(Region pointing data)
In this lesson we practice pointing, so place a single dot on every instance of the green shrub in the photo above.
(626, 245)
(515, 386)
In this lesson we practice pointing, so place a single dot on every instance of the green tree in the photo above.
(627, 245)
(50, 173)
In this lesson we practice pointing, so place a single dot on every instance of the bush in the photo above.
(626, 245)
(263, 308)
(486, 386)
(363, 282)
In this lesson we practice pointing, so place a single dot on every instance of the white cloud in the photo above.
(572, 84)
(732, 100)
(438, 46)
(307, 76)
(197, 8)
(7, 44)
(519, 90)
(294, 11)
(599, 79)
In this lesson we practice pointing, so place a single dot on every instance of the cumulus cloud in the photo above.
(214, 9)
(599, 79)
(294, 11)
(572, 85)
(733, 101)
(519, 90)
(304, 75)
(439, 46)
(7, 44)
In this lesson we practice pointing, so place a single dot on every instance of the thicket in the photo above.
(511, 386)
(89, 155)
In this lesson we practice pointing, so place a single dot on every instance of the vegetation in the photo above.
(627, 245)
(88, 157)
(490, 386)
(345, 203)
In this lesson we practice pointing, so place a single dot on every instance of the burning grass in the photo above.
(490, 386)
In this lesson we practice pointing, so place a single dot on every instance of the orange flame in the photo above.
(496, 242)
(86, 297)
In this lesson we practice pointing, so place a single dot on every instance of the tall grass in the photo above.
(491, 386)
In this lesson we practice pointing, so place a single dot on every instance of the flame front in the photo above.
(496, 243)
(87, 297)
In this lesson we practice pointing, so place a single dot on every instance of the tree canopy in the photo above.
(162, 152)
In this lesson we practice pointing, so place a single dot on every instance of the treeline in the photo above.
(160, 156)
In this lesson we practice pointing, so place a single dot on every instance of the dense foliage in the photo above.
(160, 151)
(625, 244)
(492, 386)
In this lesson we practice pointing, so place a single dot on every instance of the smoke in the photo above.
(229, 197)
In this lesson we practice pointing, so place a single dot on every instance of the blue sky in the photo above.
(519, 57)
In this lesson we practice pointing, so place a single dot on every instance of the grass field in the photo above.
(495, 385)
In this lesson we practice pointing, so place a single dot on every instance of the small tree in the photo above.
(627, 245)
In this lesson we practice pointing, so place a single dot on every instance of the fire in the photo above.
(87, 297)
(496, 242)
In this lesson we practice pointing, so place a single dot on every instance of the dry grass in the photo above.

» **YOUR OBJECTIVE**
Nothing should appear in the answer except the lines from the one with "sky in the photo above." through the final line of the records, written exactly.

» **WRITTEN ANSWER**
In this lesson we practice pointing, so place a single dot on every instance of the blue sky in the photo above.
(519, 57)
In this lesson we practice pointing, so place a single dot on every instance of the grass field in the photo above.
(495, 385)
In this lesson we practice pointing, so place a single dot on every instance of the small tree in the photo above.
(627, 245)
In this lesson we practice pointing, so place a single dot on every instance of the fire in the photo above.
(87, 297)
(496, 242)
In this lesson we practice pointing, so place a single dot on every instance of the dry grass in the photo above.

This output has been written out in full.